Start of Working data

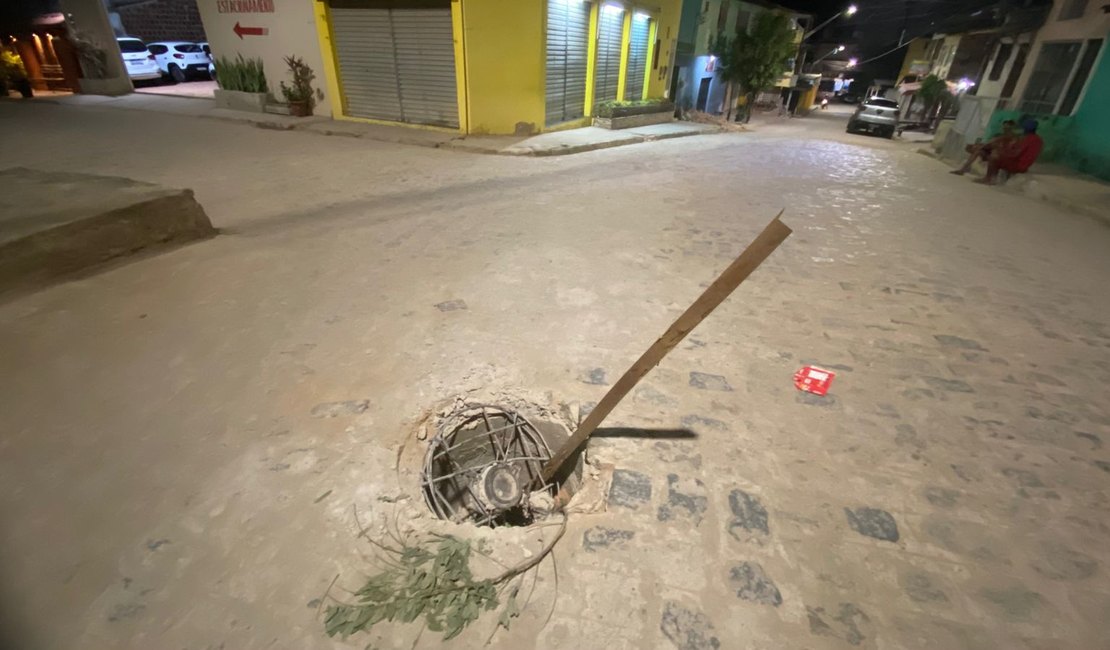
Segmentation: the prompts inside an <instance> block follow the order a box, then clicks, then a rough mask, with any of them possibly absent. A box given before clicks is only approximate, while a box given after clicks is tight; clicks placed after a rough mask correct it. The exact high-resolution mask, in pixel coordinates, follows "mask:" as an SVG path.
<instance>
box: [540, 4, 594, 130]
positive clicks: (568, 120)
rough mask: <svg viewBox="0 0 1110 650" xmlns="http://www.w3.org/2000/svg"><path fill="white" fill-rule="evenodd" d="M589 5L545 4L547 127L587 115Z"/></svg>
mask: <svg viewBox="0 0 1110 650" xmlns="http://www.w3.org/2000/svg"><path fill="white" fill-rule="evenodd" d="M589 11H591V4H589V3H587V2H582V0H547V68H546V79H545V87H546V92H545V95H546V119H545V121H546V123H547V124H548V125H551V124H558V123H559V122H567V121H569V120H576V119H578V118H582V116H583V115H585V114H586V71H587V68H588V57H589Z"/></svg>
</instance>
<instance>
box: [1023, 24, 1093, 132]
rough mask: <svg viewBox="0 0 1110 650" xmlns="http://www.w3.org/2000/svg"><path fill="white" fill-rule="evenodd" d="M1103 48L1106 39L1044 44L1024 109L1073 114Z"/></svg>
mask: <svg viewBox="0 0 1110 650" xmlns="http://www.w3.org/2000/svg"><path fill="white" fill-rule="evenodd" d="M1101 48H1102V39H1092V40H1089V41H1087V42H1083V41H1069V42H1060V43H1045V44H1043V45H1041V51H1040V55H1039V57H1037V62H1036V63H1035V64H1033V71H1032V73H1031V74H1030V75H1029V83H1028V84H1027V85H1026V94H1025V97H1023V98H1022V99H1023V101H1022V102H1021V110H1022V111H1025V112H1027V113H1039V114H1046V115H1070V114H1071V111H1072V110H1074V108H1076V103H1077V102H1078V101H1079V95H1080V94H1081V93H1082V92H1083V88H1084V87H1086V85H1087V79H1088V78H1089V77H1090V74H1091V69H1092V68H1093V67H1094V61H1096V60H1097V59H1098V55H1099V50H1101Z"/></svg>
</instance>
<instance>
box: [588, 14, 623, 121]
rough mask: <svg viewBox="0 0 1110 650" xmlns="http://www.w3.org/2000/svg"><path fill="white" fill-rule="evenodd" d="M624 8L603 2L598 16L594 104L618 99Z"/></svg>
mask: <svg viewBox="0 0 1110 650" xmlns="http://www.w3.org/2000/svg"><path fill="white" fill-rule="evenodd" d="M623 32H624V10H623V9H617V8H615V7H614V6H612V4H603V6H602V7H601V9H598V17H597V64H596V67H595V68H594V104H595V105H596V104H598V103H601V102H605V101H609V100H615V99H617V82H618V81H619V75H620V38H622V35H624V34H623Z"/></svg>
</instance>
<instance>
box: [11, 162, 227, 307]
mask: <svg viewBox="0 0 1110 650" xmlns="http://www.w3.org/2000/svg"><path fill="white" fill-rule="evenodd" d="M213 234H215V230H214V228H213V227H212V223H211V222H210V221H209V219H208V215H206V214H204V210H203V209H202V207H201V206H200V204H199V203H196V200H195V199H193V192H192V190H172V189H166V187H162V186H159V185H153V184H150V183H141V182H138V181H132V180H130V179H121V177H115V176H97V175H92V174H77V173H59V172H42V171H38V170H29V169H24V167H12V169H9V170H3V171H0V294H3V293H7V292H9V291H12V290H16V288H29V287H34V286H41V285H43V284H46V283H47V282H49V281H51V280H54V278H57V277H60V276H63V275H68V274H72V273H77V272H81V271H87V270H89V268H91V267H93V266H95V265H98V264H101V263H103V262H107V261H109V260H112V258H115V257H120V256H123V255H128V254H131V253H134V252H137V251H141V250H144V248H151V247H154V246H160V245H166V244H171V243H172V244H176V243H182V242H186V241H191V240H196V238H201V237H208V236H212V235H213Z"/></svg>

End of Working data

* [Task item]:
Every line of the material must be returned exactly; leave the images out.

* [Finished exercise]:
Segmentation: the prompts inside an <instance> block follow the order a box, then clicks, then a rough mask, with any of them possibly absent. A box given before clicks is only approximate, while a box given after clicks is tight; clicks placed after a rough mask correct it. The exact high-resolution mask, in pixel coordinates, follows "mask:" as an SVG path.
<instance>
box: [540, 4, 594, 130]
positive clicks: (568, 120)
rough mask: <svg viewBox="0 0 1110 650" xmlns="http://www.w3.org/2000/svg"><path fill="white" fill-rule="evenodd" d="M589 5L545 4L547 127L587 115Z"/></svg>
mask: <svg viewBox="0 0 1110 650" xmlns="http://www.w3.org/2000/svg"><path fill="white" fill-rule="evenodd" d="M589 11H591V4H589V3H587V2H582V0H547V68H546V79H545V87H546V92H545V95H546V119H545V121H546V123H547V124H548V125H551V124H558V123H559V122H567V121H569V120H576V119H578V118H582V116H583V115H585V114H586V71H587V68H588V57H589Z"/></svg>
</instance>
<instance>
box: [1023, 24, 1093, 132]
rough mask: <svg viewBox="0 0 1110 650" xmlns="http://www.w3.org/2000/svg"><path fill="white" fill-rule="evenodd" d="M1103 48L1106 39L1044 44L1024 109L1073 114Z"/></svg>
mask: <svg viewBox="0 0 1110 650" xmlns="http://www.w3.org/2000/svg"><path fill="white" fill-rule="evenodd" d="M1101 48H1102V39H1092V40H1089V41H1087V42H1083V41H1069V42H1060V43H1045V44H1043V45H1041V51H1040V55H1039V57H1037V62H1036V63H1035V64H1033V71H1032V73H1031V74H1030V75H1029V83H1028V84H1027V85H1026V94H1025V97H1023V98H1022V99H1023V101H1022V102H1021V110H1022V111H1025V112H1027V113H1039V114H1046V115H1070V114H1071V111H1072V110H1074V108H1076V103H1077V102H1078V101H1079V95H1080V94H1081V93H1082V92H1083V88H1084V87H1086V85H1087V79H1088V78H1089V77H1090V74H1091V69H1092V68H1093V67H1094V61H1096V60H1097V59H1098V55H1099V50H1101Z"/></svg>
</instance>
<instance>
box: [588, 14, 623, 121]
rough mask: <svg viewBox="0 0 1110 650" xmlns="http://www.w3.org/2000/svg"><path fill="white" fill-rule="evenodd" d="M624 8L603 2L598 16L594 104L618 99Z"/></svg>
mask: <svg viewBox="0 0 1110 650" xmlns="http://www.w3.org/2000/svg"><path fill="white" fill-rule="evenodd" d="M623 32H624V10H623V9H617V8H615V7H614V6H612V4H603V6H602V7H601V9H598V17H597V64H596V67H595V68H594V104H595V105H596V104H598V103H601V102H605V101H609V100H615V99H617V82H618V81H619V75H620V38H622V35H624V34H623Z"/></svg>
</instance>
<instance>
box: [11, 162, 227, 307]
mask: <svg viewBox="0 0 1110 650" xmlns="http://www.w3.org/2000/svg"><path fill="white" fill-rule="evenodd" d="M213 234H215V230H214V228H213V227H212V223H211V222H210V221H209V219H208V215H206V214H204V210H203V209H202V207H201V206H200V204H199V203H196V200H195V199H193V192H192V190H172V189H166V187H162V186H159V185H153V184H150V183H141V182H138V181H132V180H130V179H121V177H115V176H97V175H92V174H77V173H59V172H42V171H38V170H29V169H24V167H12V169H9V170H3V171H0V294H3V293H7V292H9V291H12V290H16V288H29V287H34V286H41V285H43V284H46V283H47V282H49V281H51V280H54V278H57V277H60V276H63V275H68V274H72V273H77V272H81V271H87V270H89V268H91V267H93V266H95V265H98V264H101V263H103V262H107V261H109V260H112V258H115V257H120V256H123V255H128V254H131V253H134V252H137V251H141V250H144V248H151V247H154V246H160V245H166V244H171V243H172V244H176V243H182V242H186V241H191V240H196V238H201V237H208V236H212V235H213Z"/></svg>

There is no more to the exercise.